Region outline entries
----
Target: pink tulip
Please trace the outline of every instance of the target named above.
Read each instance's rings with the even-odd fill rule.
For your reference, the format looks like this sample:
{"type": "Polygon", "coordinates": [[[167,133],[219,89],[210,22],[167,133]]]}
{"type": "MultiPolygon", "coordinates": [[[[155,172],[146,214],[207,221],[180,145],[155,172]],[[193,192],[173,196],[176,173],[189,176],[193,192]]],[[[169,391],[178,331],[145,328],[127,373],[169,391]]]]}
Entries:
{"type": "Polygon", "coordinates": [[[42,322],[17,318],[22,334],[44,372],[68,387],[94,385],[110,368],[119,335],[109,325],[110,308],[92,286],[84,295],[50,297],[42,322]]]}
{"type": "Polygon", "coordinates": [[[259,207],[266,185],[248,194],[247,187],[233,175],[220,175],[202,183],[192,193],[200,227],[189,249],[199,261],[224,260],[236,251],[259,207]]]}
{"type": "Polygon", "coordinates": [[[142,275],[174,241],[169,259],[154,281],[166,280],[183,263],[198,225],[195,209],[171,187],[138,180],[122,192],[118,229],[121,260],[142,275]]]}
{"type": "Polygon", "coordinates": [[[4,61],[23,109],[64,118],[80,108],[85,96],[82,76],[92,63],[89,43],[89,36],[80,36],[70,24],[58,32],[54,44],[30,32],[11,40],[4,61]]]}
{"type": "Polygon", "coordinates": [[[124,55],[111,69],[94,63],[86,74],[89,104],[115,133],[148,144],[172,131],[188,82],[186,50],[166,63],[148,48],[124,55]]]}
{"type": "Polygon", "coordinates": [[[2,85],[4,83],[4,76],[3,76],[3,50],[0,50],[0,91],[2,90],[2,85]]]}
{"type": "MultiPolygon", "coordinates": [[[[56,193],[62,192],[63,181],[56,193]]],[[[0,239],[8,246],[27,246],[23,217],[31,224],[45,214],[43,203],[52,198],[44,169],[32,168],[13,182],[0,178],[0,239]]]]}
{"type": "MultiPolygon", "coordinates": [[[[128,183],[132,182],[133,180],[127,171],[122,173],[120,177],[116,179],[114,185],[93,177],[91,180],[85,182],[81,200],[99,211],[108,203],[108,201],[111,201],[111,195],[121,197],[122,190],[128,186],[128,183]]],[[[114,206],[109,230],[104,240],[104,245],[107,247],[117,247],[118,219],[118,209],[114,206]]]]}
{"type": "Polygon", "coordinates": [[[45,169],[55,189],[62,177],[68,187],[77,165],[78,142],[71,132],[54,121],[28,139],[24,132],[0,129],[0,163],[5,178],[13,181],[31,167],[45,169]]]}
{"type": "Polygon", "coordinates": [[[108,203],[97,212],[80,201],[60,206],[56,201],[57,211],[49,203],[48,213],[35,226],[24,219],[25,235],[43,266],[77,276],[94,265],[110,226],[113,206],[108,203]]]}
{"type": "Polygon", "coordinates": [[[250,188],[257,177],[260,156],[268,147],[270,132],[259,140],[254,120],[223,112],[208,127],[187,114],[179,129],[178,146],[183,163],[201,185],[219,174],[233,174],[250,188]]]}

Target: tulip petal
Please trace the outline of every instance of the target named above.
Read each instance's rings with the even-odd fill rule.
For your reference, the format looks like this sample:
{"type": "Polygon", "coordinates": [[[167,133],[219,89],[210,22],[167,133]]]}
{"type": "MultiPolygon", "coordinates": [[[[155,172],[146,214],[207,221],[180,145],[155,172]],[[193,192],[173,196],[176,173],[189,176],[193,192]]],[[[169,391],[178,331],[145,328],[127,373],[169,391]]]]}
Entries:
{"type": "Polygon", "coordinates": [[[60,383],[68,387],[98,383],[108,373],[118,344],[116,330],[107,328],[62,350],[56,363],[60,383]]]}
----
_AIM OF THE TASK_
Rewrite the material above, substituting "nonzero" for "even-odd" wherever it occurs and leaving everything else untouched.

_FINAL RESULT_
Target: pink tulip
Please trace the outline of every instance of the target named above.
Read each instance's rings with the nonzero fill rule.
For your reference, the format looks like this sample:
{"type": "Polygon", "coordinates": [[[167,133],[219,89],[210,22],[167,133]]]}
{"type": "MultiPolygon", "coordinates": [[[[155,172],[146,214],[207,221],[180,145],[155,172]],[[193,192],[173,196],[176,173],[189,176],[193,192]]],[[[169,391],[178,331],[145,328],[127,373],[169,391]]]]}
Entries:
{"type": "Polygon", "coordinates": [[[42,322],[17,318],[22,334],[44,372],[68,387],[94,385],[110,368],[119,335],[109,325],[110,308],[92,286],[84,295],[50,297],[42,322]]]}
{"type": "Polygon", "coordinates": [[[259,207],[266,185],[248,194],[247,187],[233,175],[220,175],[202,183],[192,193],[200,227],[189,249],[199,261],[224,260],[236,251],[259,207]]]}
{"type": "Polygon", "coordinates": [[[142,275],[174,241],[169,259],[154,281],[166,280],[183,263],[198,225],[195,209],[171,187],[138,180],[122,192],[118,229],[121,260],[142,275]]]}
{"type": "Polygon", "coordinates": [[[4,61],[23,109],[64,118],[80,108],[85,96],[82,76],[92,63],[89,43],[89,36],[80,36],[70,24],[58,32],[54,44],[30,32],[11,40],[4,61]]]}
{"type": "Polygon", "coordinates": [[[124,55],[111,69],[94,63],[86,74],[89,104],[115,133],[148,144],[172,131],[188,82],[186,50],[166,63],[148,48],[124,55]]]}
{"type": "Polygon", "coordinates": [[[2,85],[4,83],[4,76],[3,76],[3,50],[0,50],[0,91],[2,90],[2,85]]]}
{"type": "MultiPolygon", "coordinates": [[[[56,193],[62,192],[63,181],[56,193]]],[[[0,239],[8,246],[27,246],[23,217],[31,224],[45,214],[43,203],[52,198],[44,169],[32,168],[13,182],[0,178],[0,239]]]]}
{"type": "MultiPolygon", "coordinates": [[[[128,183],[132,182],[133,180],[127,171],[122,173],[120,177],[116,179],[114,185],[93,177],[91,180],[85,182],[81,200],[99,211],[108,203],[108,201],[111,201],[111,195],[121,197],[122,190],[128,186],[128,183]]],[[[114,206],[109,230],[104,240],[104,245],[107,247],[117,247],[118,219],[118,209],[114,206]]]]}
{"type": "Polygon", "coordinates": [[[45,169],[55,189],[62,177],[68,187],[77,165],[78,142],[71,132],[54,121],[28,139],[24,132],[0,129],[0,163],[5,178],[13,181],[31,167],[45,169]]]}
{"type": "Polygon", "coordinates": [[[108,203],[97,212],[80,201],[60,206],[56,201],[57,211],[49,203],[48,213],[35,226],[24,219],[25,235],[43,266],[77,276],[94,265],[110,226],[113,206],[108,203]]]}
{"type": "Polygon", "coordinates": [[[250,188],[257,177],[260,156],[268,147],[270,132],[259,140],[254,120],[223,112],[208,127],[187,114],[179,129],[178,146],[183,163],[201,185],[219,174],[233,174],[250,188]]]}

Target: tulip petal
Please trace the outline of every instance of the target named above.
Read each instance's rings with the nonzero fill rule.
For your reference, the format looks like this sample:
{"type": "Polygon", "coordinates": [[[167,133],[219,89],[210,22],[167,133]]]}
{"type": "MultiPolygon", "coordinates": [[[[155,172],[146,214],[207,221],[180,145],[155,172]],[[193,192],[173,196],[176,173],[189,176],[193,192]]],[[[169,391],[178,331],[145,328],[127,373],[169,391]]]]}
Entries:
{"type": "Polygon", "coordinates": [[[60,383],[68,387],[98,383],[108,373],[118,344],[116,330],[107,328],[62,350],[56,363],[60,383]]]}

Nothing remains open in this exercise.